North Tongu MP, Samuel Okudzeto Ablakwa, has called on the government to abandon the newly-drafted Public Universities Bill.
The bill has received some resistance from some stakeholders within the education sector and the Minority in parliament.
The proposed law will seek to change the structure of the governing councils of the public universities with the majority of the council members being appointed by the President.
This will be a deviation from the norm, where the university’s members are normally the majority.
The admission of students into public universities will also be altered with the introduction of a centralised system.
In a statement, Mr Ablakwa, a former deputy education minister, said the bill, if passed, could become “a crude attack on the sacred principles of academic freedom”.
The lawmaker further posited that if the law is passed, “We run the real risk of ministers of education who are often activists of political parties making our universities their political playground especially in this era of extreme political polarisation.”
Below is Mr Ablakwa’s full statement:
REPULSIVE AND CONTEMPTUOUS PUBLIC UNIVERSITIES BILL MUST BE ABANDONED WITHOUT DELAY
Having perused Government's draft "Public Universities Bill, 2019,” I am outraged at the unabashed bravado of the Akufo-Addo Administration to launch what is clearly a crude attack on the sacred principles of academic freedom and autonomy of our public universities.
A careful consideration of the provisions in the draft bill portrays a desperate authoritarian agenda to assail the pillars of insulation and thereby blatantly interfere with the management of our higher institutions of learning in flagrant violation of Article 21 of the 1992 Constitution of Ghana.
It may be recalled that President Akufo-Addo served notice of his Government's intentions in this direction during the State of the Nation address in Parliament on 21st February, 2019 when he stated: "Mr Speaker, we shall bring before Parliament this year, a tertiary education policy Bill that will bring all the public universities under a common law, and make the administration of the public universities less cumbersome."

**GIVEN ENTRIES:**
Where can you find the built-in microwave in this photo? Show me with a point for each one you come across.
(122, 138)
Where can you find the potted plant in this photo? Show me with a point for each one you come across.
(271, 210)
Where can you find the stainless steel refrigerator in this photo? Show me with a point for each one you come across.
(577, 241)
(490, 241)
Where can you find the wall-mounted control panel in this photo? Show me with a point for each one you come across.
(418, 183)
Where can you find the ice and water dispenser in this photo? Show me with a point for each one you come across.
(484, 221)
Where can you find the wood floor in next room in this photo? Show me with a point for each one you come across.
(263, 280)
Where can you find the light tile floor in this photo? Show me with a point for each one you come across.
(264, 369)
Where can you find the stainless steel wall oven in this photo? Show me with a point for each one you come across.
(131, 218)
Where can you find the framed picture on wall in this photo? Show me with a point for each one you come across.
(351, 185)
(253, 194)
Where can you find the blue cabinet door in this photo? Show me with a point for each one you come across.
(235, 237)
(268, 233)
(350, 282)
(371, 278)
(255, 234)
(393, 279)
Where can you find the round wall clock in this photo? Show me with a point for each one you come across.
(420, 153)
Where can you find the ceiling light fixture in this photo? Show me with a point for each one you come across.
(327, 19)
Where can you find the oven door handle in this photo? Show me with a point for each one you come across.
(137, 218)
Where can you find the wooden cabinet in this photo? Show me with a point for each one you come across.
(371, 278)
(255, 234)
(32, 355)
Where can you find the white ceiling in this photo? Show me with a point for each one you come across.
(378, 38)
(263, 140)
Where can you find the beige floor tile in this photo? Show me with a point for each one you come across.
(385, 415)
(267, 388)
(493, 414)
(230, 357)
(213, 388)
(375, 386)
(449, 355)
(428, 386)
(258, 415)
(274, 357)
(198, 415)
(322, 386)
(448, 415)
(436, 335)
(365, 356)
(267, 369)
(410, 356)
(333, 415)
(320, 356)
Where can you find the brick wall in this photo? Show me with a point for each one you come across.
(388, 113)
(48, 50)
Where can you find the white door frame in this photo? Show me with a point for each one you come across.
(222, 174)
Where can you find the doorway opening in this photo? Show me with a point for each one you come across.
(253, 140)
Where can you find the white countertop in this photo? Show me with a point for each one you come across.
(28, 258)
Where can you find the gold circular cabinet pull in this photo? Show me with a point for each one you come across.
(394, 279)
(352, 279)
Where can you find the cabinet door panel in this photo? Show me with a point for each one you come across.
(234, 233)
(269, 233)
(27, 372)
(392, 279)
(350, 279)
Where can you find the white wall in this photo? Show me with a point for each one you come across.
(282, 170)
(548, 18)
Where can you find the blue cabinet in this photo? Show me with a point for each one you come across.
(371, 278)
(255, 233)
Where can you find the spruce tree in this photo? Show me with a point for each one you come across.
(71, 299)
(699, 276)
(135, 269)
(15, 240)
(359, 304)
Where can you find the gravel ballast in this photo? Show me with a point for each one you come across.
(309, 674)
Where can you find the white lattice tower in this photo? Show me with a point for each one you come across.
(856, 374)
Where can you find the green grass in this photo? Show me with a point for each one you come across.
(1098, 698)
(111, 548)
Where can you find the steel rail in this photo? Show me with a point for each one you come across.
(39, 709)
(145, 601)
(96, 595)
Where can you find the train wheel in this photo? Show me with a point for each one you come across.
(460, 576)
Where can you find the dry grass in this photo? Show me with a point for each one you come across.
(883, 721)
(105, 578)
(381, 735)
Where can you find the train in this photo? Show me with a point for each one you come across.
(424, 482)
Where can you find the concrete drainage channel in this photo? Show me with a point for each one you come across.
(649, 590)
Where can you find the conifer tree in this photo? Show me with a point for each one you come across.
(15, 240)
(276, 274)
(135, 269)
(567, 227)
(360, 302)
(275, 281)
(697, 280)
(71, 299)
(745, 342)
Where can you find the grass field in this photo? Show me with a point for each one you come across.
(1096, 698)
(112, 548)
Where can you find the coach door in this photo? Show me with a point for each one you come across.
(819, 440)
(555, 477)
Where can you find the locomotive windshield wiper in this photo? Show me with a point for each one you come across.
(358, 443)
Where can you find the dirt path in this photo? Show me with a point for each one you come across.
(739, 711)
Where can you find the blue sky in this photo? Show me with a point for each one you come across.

**BRIEF 1:** In the article on the Public Universities Bill, who would appoint most members of the public universities' governing councils under the proposed law?
**BRIEF 2:** Quote the article on the Public Universities Bill word for word, from "The proposed law" down to "by the President.".
**BRIEF 3:** Write the next part of the article on the Public Universities Bill, picking up right after its final sentence.

**RESULT 1:** The President.

**RESULT 2:**
The proposed law will seek to change the structure of the governing councils of the public universities with the majority of the council members being appointed by the President.

**RESULT 3:**
It would be interesting to know from His Excellency the President, what exactly makes the current administration of public universities so cumbersome? And, perhaps, why is his Government the only Government in recent history to feel this way?
It does become apparent when one reviews the draft bill that the events of the abortive attempts to dissolve the University Council and dismiss the Vice-Chancellor of the Kwame Nkrumah University of Science and Technology sometime last year, inform this legislation. Those circumstances as is well known, left the Government with a bloody nose, figuratively, following the bulwark provided by the Chancellor, Asantehene Otumfuo Osei Tutu II with the support of the larger university community in resisting that violent interference after lessons were learnt from Prof. Mawutor Avoke of UEW's predicament. This seems clear to be the immediate cause of Government's frustration and therefore explains why Government will embark on this reckless, ill-advised and short-sighted intervention to ostensibly create the legal basis for a more lethal come back.
It is astonishing, however, that Government refuses to be guided by the history of higher education in Ghana. A history of remarkable resistance and dogged resilience in shielding universities from outside intrusion right from the very outset when the foundations of higher education were being laid.
It is precisely because of this principle that the very first motto of the nation's premier university, the University College of the Gold Coast (UCGC) in 1948 was "Vigil Evocat Auroram." Together with the cockerel as its symbol, the message was clear - the ever vigilant and watchful bird calling forth the dawn. The university college's raison d'être was explained as keeping vigil to protect its academic freedom from being eroded through political interference in its affairs.
It is this tenacity to protect academic freedom and the autonomy of the University of Ghana that ensured that even when the Chancellor of the university, President Kwame Nkrumah (the 1961 University of Ghana Act allowed for only Presidents to be Chancellors) took the chair of the eight-member Interim Council in 1961 together with CPP stalwarts, the Honourables K.A. Gbedemah, Kojo Botsio, Tawia Adamafio and Kofi Baako; the university community still ensured that Government – University relations did not degenerate into interference and control by the former. Even then, after tensions, particularly with Col. Acheampong's Chancellorship, the university community recommended and Ghana agreed through the 1979 Constitution to abolish the practice of Presidents serving as Chancellors in order to guarantee stronger autonomy.
It is instructive to note that although PNDC law 239 made the Chairman of the PNDC Chancellor, Chairman Jerry John Rawlings did not exercise that authority.
The irony cannot be lost on us – what military rulers avoided, a democratically elected President Akufo-Addo is rather championing.
Humbly, I shall now share my thoughts on the draft Public Universities Bill, 2019.
First of all, it is not clear what purpose the law intends to serve neither do we know what mischief it professes to cure, save to give the Government legal basis to pursue an unmitigated invasion.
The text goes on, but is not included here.